Referring expression data:
______________________________

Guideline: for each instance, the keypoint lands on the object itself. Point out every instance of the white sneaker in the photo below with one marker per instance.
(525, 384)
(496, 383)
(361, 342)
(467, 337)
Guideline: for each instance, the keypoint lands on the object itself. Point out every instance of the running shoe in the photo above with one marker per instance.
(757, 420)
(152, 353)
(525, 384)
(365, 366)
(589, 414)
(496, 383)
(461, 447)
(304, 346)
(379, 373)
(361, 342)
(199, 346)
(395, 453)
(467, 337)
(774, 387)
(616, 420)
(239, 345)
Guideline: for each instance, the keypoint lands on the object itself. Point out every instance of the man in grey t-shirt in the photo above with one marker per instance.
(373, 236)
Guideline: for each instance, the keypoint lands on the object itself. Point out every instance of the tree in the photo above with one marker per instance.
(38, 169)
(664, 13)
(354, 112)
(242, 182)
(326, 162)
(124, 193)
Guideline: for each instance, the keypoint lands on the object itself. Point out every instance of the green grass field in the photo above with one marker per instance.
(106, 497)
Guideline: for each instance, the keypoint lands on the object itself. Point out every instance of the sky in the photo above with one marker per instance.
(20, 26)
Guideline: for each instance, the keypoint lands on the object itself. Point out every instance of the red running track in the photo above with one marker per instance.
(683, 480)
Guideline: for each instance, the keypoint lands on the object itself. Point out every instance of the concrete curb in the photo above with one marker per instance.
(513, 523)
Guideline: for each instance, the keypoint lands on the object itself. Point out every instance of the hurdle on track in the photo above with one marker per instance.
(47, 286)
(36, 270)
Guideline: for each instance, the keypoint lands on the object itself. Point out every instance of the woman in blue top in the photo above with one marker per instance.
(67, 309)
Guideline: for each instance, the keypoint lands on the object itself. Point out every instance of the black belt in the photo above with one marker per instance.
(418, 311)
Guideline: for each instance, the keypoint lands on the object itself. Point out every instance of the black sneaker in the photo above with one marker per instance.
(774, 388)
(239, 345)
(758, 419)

______________________________

#### WHAT YOU HAVE TO DO:
Every record above must be printed again exactly as it stands.

#### ANSWER BOX:
Guideline: for each instance, the keypoint lands on the object itself. Point out every instance of the white sneaker in the photo below with one marker per instance.
(525, 384)
(496, 383)
(361, 342)
(467, 337)
Guideline: for each instance, the keypoint lands on the object itself. Point out every instance of the running shoe in the photo above with one marker per instance.
(757, 420)
(152, 353)
(525, 384)
(365, 366)
(589, 414)
(496, 383)
(461, 447)
(304, 346)
(379, 373)
(361, 342)
(199, 346)
(395, 453)
(467, 337)
(774, 387)
(616, 420)
(239, 345)
Guideline: for each instance, the keypoint lands on the object itself. Point out every instance of the man in grey t-shirt in the photo above with one marker per instance.
(373, 236)
Guideline: for each instance, the keypoint lands on the object itself. Point out every instance of the tree in the photo above with one marker per instance.
(38, 169)
(664, 13)
(354, 112)
(242, 182)
(326, 162)
(124, 193)
Guideline: for each instance, the keypoint lands on the object itself. Point out every instance of the green grass field in the photo above with one marker per instance.
(106, 497)
Guideline: for each instance, the keypoint lands on the object itself. Point out every instance of the sky in the photo above with one marker per instance.
(20, 26)
Guideline: for each instance, the keypoint lands on the object itself. Point out every instance of the red running track in the photo above with one marker per instance.
(683, 480)
Guideline: for each instance, the keypoint lands on the object itself. Point out every instance of the concrete curb in the photo above with one marker per instance.
(513, 523)
Guideline: for each instance, the keypoint lands on the object itself. Point out every instance of the hurdle on track in the photo above with one marker per instance.
(47, 286)
(36, 270)
Guideline: for each instance, the keypoint lands on the object itself. Point out every instance of the woman in blue top in the photo above with one marker per instance.
(67, 309)
Guideline: for each instance, the keypoint lands on the object itself. Point out every instance of the black belt in the photo above with one marker per instance.
(418, 311)
Guideline: for each instance, the keypoint lands on the object itself. Point out every instance of the black sneaker in the photo above with one marker per instance.
(774, 388)
(239, 345)
(758, 419)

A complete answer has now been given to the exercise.